# GIVEN TASK A
Reproduce the part of the school committee post below that begins with the words containing "Well, here we" and ends with "Portsmouth Concerned Citizens.".
# GIVEN TASK B
Answer these questions from the school committee post below:
(i) What are the teachers demanding?
(ii) Where did Mr. Crowley travel from?
(iii) Which group is giving moral support?

# EXCERPT
Another Night at the High School

Well, here we are, at what’s sure to be a tense school committee meeting — as the teachers demand their retroactive pay and a handful of us concerned citizens try to explain that it would be insane to dig our financial hole deeper, with the state facing such a daunting task.
You know it’s got to be an event, because Mr. Crowley made the trip all the way from Lincoln. Luckily, a few AR readers made a point of introducing themselves to me before the meeting to lessen the minority feeling, and we’ve also got some moral support from the Portsmouth Concerned Citizens.
Which is not to say that there’s anything resembling parity in numbers. But when a special interest is used to facing absolutely no opposition, perhaps a ragtag band of reformers can mount an adequate defense.

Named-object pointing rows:
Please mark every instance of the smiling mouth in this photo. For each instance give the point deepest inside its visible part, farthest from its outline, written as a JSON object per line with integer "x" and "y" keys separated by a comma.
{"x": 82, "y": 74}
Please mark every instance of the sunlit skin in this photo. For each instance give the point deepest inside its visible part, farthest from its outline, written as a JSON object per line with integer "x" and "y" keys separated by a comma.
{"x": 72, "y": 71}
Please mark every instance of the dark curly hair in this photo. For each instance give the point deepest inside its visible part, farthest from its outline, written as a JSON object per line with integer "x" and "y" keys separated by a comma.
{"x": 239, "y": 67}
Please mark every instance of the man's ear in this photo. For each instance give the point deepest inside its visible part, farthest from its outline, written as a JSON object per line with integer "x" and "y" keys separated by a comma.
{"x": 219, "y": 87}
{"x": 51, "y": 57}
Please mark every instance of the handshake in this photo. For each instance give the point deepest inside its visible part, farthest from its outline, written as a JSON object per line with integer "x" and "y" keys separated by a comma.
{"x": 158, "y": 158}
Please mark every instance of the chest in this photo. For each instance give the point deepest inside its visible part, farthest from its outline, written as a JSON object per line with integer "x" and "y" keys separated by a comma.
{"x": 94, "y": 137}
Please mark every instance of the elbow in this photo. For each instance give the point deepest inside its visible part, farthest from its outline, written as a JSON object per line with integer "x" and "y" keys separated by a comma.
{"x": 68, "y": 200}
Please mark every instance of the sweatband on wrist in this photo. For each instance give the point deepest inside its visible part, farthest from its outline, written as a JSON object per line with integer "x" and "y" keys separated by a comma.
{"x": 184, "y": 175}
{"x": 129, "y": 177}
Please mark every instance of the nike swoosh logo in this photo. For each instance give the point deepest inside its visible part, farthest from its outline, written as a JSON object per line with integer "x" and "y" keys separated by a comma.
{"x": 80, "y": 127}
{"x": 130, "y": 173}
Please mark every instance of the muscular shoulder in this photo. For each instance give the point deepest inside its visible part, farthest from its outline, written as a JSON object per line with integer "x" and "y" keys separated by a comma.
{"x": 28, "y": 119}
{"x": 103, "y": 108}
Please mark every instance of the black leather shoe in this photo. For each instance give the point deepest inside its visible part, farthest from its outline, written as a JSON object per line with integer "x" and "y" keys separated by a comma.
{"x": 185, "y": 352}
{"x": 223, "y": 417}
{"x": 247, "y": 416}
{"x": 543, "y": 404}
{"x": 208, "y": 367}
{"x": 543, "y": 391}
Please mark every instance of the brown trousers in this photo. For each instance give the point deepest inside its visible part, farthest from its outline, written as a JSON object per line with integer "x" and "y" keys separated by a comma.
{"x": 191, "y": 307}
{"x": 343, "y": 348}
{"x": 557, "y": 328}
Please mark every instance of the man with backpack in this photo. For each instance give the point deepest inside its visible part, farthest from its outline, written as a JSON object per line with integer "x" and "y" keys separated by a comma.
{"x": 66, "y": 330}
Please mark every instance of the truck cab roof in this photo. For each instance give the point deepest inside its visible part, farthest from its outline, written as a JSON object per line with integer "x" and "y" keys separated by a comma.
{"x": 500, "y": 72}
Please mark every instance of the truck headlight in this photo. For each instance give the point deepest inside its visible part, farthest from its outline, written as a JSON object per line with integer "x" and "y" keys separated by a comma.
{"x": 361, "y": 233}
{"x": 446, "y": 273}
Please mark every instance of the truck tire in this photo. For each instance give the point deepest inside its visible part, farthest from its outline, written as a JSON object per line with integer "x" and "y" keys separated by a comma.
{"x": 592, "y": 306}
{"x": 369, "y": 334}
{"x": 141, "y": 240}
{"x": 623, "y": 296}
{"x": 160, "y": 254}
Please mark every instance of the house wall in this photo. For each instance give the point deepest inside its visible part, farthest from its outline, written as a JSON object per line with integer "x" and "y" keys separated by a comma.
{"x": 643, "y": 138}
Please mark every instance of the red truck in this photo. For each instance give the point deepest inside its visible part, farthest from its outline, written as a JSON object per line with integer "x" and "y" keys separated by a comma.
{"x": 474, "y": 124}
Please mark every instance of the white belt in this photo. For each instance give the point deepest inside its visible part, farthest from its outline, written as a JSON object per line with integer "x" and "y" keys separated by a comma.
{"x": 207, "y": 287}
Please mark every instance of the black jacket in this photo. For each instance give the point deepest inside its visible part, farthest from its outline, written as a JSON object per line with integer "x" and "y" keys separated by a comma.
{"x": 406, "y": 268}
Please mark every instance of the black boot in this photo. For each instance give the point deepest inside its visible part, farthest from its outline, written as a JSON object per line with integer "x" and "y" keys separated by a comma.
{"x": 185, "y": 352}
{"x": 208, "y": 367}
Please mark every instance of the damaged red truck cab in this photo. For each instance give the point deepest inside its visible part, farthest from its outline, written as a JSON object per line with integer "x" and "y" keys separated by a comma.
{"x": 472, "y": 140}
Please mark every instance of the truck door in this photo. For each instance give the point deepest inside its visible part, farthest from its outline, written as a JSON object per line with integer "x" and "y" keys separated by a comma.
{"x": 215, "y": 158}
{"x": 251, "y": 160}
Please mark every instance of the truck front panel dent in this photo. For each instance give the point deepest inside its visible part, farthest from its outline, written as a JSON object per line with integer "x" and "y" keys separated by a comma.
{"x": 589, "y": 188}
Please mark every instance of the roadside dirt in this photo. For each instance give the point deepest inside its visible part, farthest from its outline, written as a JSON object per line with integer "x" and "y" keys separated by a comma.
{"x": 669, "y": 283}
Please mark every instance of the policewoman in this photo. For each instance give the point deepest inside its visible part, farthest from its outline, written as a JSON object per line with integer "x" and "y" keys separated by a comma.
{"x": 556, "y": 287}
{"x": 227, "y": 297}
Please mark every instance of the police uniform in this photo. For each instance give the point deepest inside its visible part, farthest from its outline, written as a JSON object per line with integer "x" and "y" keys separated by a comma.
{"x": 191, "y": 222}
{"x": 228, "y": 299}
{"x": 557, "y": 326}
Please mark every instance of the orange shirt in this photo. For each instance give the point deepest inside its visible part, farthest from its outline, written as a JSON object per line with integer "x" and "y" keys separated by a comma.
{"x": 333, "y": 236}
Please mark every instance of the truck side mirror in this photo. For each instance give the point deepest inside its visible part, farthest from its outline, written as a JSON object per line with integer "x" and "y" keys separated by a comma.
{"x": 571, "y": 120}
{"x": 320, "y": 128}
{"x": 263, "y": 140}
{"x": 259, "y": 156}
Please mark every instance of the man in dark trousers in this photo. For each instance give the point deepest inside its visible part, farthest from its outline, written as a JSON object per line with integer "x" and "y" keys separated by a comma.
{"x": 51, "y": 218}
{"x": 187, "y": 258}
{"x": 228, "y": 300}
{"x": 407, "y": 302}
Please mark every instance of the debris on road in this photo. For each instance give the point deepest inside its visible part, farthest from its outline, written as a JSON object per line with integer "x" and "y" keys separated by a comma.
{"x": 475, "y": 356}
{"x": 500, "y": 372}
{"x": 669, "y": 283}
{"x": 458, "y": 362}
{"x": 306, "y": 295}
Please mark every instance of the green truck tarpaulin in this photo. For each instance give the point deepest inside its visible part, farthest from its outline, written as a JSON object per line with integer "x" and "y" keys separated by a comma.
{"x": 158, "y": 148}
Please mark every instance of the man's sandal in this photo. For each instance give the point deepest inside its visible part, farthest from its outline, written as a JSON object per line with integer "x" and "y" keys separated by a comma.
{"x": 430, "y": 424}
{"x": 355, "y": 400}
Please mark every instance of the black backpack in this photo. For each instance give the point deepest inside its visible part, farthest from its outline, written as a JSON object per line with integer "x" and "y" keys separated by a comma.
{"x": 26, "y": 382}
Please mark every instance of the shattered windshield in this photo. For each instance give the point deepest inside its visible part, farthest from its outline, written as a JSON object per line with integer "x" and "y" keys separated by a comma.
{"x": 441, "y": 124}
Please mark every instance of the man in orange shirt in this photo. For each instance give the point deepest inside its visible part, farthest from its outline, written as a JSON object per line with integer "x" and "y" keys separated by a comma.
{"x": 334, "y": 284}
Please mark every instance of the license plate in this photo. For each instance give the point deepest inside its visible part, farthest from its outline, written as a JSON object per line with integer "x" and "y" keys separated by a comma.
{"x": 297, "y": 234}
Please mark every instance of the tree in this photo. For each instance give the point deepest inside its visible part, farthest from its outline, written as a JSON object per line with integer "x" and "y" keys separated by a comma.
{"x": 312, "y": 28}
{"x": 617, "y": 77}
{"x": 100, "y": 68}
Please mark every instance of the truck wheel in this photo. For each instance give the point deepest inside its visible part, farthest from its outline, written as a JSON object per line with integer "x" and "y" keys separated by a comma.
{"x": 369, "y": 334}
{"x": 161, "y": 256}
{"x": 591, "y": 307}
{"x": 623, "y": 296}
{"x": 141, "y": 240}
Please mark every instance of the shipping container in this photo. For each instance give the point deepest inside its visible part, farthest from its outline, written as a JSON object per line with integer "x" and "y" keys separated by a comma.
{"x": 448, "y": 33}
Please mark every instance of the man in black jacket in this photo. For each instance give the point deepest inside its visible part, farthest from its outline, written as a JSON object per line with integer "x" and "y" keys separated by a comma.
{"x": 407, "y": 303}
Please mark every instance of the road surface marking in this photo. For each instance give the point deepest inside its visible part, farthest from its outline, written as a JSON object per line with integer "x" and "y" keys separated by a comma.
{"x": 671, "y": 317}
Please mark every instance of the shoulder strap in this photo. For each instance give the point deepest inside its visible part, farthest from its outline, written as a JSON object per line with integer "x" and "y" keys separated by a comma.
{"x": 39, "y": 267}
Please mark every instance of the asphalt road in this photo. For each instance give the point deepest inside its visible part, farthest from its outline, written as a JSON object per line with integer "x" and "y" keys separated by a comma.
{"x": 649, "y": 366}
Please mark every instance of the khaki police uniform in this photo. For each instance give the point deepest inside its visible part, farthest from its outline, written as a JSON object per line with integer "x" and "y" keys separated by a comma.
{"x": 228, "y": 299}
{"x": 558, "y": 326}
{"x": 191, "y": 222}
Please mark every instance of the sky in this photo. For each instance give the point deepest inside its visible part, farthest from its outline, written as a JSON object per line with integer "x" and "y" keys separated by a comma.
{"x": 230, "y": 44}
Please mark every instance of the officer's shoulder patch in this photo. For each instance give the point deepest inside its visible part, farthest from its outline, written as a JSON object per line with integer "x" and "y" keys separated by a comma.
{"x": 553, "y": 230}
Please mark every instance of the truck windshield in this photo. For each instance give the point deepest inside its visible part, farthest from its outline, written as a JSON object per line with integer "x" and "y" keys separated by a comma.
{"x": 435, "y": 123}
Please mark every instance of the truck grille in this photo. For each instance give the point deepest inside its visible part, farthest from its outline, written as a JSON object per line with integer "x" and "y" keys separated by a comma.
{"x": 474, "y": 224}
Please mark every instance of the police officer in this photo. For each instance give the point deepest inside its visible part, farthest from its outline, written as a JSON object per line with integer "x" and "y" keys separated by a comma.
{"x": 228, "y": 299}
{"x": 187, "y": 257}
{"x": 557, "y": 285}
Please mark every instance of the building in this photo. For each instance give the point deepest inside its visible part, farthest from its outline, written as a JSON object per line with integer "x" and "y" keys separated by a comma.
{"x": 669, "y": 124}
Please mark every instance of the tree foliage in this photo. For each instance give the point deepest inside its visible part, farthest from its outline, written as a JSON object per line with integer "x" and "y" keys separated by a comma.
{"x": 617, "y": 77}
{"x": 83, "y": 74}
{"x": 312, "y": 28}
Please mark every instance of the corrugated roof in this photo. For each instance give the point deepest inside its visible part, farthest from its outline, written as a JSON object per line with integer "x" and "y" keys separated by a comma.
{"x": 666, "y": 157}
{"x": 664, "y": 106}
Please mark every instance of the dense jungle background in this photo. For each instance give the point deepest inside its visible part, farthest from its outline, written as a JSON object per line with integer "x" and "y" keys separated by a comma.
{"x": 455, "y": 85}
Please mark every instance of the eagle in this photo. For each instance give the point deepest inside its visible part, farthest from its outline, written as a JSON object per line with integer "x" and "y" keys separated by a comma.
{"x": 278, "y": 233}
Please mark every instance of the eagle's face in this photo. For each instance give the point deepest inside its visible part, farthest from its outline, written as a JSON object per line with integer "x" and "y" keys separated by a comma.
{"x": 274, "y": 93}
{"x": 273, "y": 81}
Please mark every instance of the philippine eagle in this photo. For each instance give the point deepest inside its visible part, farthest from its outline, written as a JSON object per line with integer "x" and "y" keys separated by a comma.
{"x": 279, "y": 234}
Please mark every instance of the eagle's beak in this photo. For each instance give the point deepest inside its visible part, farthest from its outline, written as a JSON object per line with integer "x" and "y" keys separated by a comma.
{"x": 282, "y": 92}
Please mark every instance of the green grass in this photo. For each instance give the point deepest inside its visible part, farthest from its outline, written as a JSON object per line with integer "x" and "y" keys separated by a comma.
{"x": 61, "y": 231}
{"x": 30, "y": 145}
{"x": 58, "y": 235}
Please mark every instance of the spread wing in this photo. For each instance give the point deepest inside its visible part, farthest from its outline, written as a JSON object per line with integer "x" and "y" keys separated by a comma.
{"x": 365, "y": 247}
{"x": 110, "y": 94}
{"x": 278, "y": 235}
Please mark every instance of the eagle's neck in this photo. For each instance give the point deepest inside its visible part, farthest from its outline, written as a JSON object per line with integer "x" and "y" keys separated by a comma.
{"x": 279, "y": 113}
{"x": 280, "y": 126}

# COMPLETE ANSWER A
Well, here we are, at what’s sure to be a tense school committee meeting — as the teachers demand their retroactive pay and a handful of us concerned citizens try to explain that it would be insane to dig our financial hole deeper, with the state facing such a daunting task.
You know it’s got to be an event, because Mr. Crowley made the trip all the way from Lincoln. Luckily, a few AR readers made a point of introducing themselves to me before the meeting to lessen the minority feeling, and we’ve also got some moral support from the Portsmouth Concerned Citizens.

# COMPLETE ANSWER B
(i) Their retroactive pay.
(ii) Lincoln.
(iii) The Portsmouth Concerned Citizens.